#### Text section:
12. On 12 June 2012 Judge Jacobs gave directions for an oral hearing of the application. On 26 November 2012 that hearing took place before Judge Mesher in Manchester. On 6 December 2012 Judge Mesher gave the father permission to appeal and issued detailed directions as to the issues raised by the appeal. Judge Mesher has since retired and the case has been reallocated to me for decision.

 

13. All three parties have now made detailed and extensive written submissions on the appeal; Mrs S A Powell for the Secretary of State, the mother in person and the father by way of Ms Rachel Spicer of Counsel. I am grateful to all of them. All their representations have been taken into account, even if every point does not need to be referred to for the purposes of this decision.

 

14. In summary, both Mrs Powell and Ms Spicer argue that FTT2’s decision involves an error of law, although their reasoning differs in certain respects. They both argue that FTT2’s decision should be set aside and that the case should go back for re-hearing before a fresh FTT.

#### Required work:
• 1. In the appeal decision excerpt, where did the oral hearing before Judge Mesher take place?
• 2. List every person named in the appeal decision excerpt.

#### Listed entries:

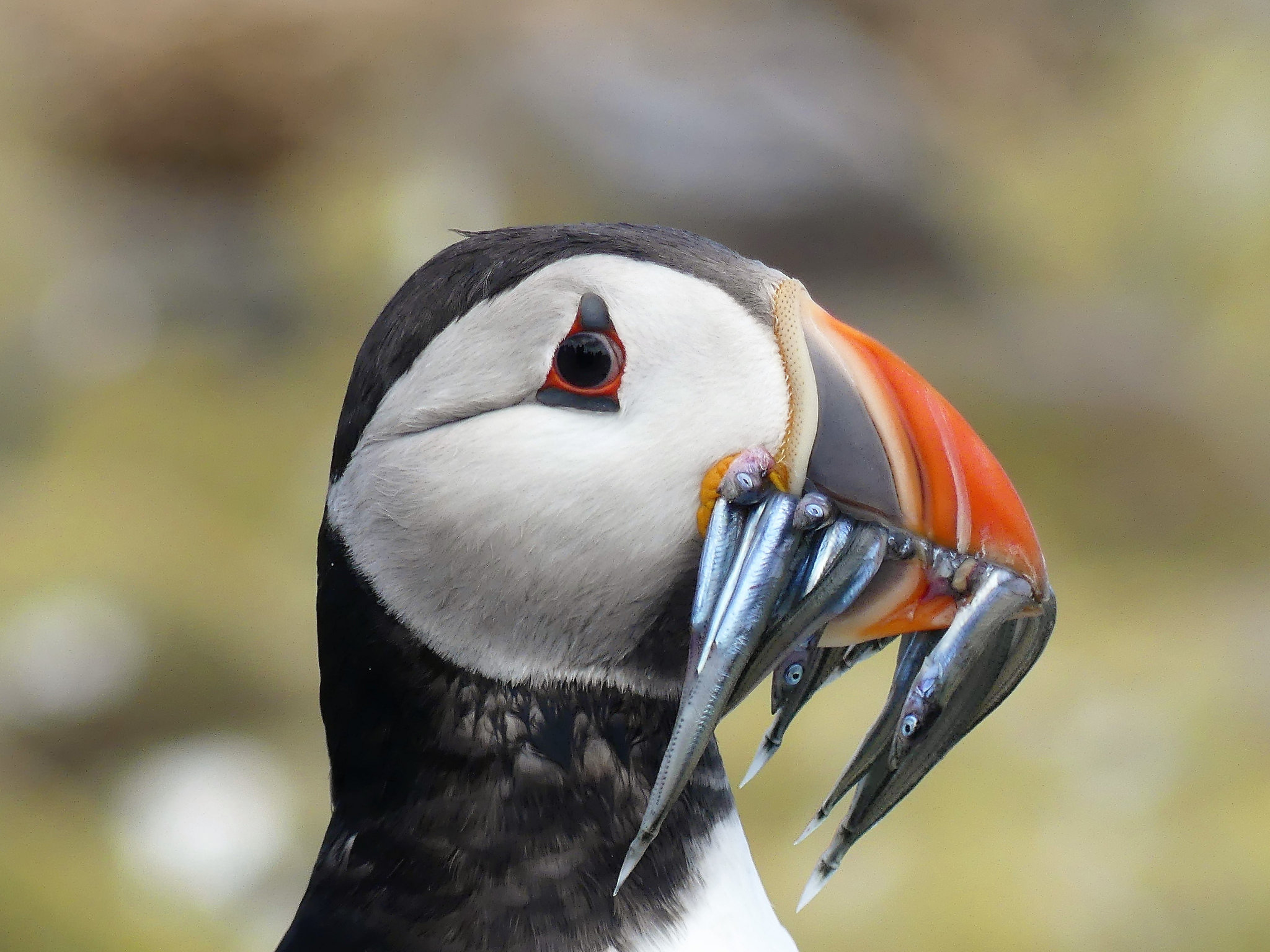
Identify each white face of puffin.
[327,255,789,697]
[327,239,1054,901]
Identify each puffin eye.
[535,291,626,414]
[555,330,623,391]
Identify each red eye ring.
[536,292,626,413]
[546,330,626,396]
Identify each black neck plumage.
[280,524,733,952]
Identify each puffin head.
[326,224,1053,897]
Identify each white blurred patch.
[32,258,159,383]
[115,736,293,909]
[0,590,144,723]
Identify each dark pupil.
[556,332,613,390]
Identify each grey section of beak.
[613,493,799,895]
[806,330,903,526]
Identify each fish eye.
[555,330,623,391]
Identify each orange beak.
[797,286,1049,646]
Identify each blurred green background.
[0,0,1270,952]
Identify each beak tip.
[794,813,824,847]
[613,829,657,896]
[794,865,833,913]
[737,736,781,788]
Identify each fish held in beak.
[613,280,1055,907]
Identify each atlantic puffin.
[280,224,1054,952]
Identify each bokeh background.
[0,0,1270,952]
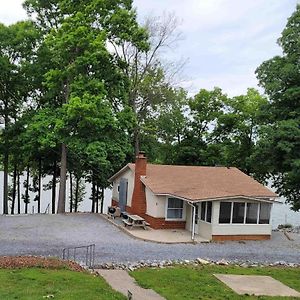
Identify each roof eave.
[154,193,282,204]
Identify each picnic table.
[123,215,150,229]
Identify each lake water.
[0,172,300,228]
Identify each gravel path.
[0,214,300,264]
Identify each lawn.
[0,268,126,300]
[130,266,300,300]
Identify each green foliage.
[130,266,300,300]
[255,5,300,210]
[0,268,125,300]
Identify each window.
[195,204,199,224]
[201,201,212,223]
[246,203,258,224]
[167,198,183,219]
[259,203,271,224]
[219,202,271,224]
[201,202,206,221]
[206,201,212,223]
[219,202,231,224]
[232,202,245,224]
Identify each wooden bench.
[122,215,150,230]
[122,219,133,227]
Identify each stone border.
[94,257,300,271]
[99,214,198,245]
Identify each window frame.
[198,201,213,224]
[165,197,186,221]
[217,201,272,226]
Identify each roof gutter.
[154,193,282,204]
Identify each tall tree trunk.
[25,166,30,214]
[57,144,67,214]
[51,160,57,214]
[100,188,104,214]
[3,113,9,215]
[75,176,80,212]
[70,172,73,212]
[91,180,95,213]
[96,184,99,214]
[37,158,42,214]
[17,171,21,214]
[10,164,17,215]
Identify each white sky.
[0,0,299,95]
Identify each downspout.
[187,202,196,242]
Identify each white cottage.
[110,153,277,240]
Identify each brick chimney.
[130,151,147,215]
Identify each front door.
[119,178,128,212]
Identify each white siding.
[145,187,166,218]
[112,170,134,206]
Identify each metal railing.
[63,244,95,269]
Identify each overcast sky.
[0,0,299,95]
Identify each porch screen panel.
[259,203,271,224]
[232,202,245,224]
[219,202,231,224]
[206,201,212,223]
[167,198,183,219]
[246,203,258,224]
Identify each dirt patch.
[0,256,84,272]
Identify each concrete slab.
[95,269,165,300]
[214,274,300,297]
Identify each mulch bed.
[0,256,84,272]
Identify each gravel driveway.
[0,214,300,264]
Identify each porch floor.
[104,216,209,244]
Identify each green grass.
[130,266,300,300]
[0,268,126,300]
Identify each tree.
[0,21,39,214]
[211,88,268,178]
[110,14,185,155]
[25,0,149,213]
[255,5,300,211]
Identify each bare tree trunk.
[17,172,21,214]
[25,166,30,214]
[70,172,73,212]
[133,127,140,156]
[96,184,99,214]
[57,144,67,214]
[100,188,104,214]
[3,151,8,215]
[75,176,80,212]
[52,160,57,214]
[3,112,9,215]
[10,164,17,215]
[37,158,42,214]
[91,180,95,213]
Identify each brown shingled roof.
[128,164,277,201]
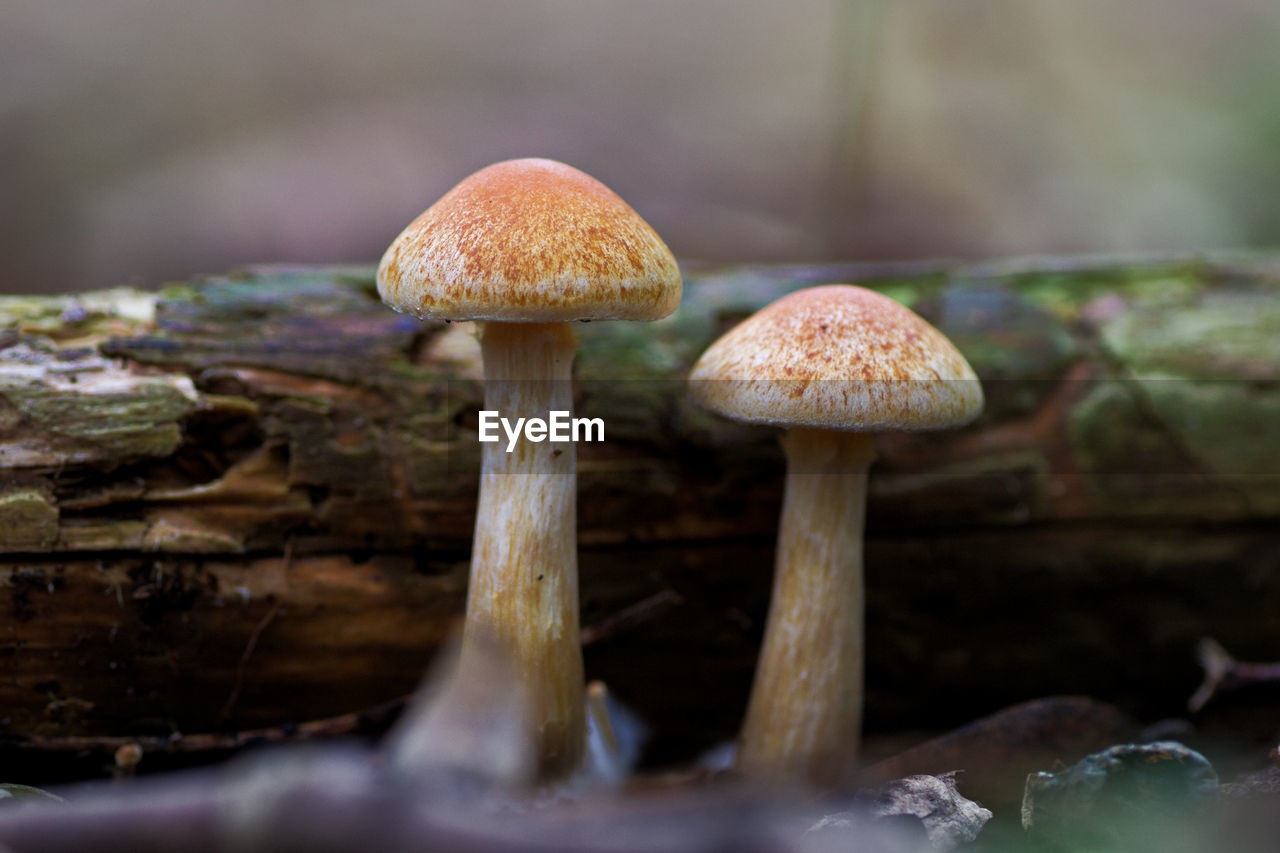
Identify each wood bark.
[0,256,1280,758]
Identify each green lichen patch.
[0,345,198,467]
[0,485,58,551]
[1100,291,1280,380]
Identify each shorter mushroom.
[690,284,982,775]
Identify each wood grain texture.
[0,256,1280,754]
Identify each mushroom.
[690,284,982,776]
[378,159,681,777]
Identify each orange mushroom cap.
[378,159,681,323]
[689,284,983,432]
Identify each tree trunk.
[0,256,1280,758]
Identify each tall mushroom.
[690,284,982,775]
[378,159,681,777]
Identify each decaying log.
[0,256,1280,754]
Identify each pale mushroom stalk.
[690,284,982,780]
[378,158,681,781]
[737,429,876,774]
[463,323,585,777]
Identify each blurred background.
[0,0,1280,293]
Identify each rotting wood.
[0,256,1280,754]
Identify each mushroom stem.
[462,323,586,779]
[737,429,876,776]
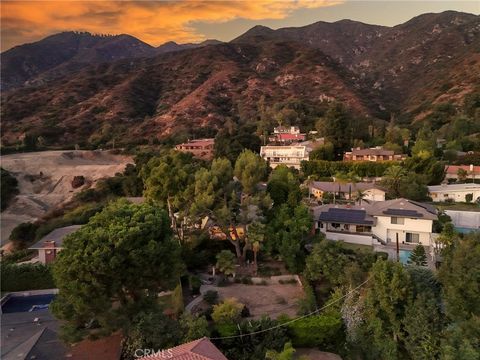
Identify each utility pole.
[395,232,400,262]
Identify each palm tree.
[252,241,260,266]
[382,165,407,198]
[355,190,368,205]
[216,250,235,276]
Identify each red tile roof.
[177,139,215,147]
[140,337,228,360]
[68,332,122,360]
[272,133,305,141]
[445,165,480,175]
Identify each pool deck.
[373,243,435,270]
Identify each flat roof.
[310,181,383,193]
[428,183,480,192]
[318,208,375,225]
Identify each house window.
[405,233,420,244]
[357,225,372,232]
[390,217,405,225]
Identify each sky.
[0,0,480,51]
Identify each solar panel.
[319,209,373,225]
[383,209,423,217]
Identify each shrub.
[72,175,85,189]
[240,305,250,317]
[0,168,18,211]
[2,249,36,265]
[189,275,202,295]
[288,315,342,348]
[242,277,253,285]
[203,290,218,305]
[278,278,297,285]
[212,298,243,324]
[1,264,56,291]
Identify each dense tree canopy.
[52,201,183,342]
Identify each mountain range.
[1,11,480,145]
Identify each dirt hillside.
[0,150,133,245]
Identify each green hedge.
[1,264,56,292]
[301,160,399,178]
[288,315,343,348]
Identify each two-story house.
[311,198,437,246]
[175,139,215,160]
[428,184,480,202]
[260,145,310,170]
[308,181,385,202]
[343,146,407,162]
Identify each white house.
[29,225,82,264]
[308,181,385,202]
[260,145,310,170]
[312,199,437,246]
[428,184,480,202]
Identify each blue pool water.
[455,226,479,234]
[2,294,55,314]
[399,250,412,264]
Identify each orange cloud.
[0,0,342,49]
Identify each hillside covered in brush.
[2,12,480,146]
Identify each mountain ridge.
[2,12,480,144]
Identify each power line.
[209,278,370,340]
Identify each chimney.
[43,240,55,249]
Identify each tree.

#### Replies:
• 1. Manchester

• 2. Judge Jacobs, Judge Mesher, Mrs S A Powell, Ms Rachel Spicer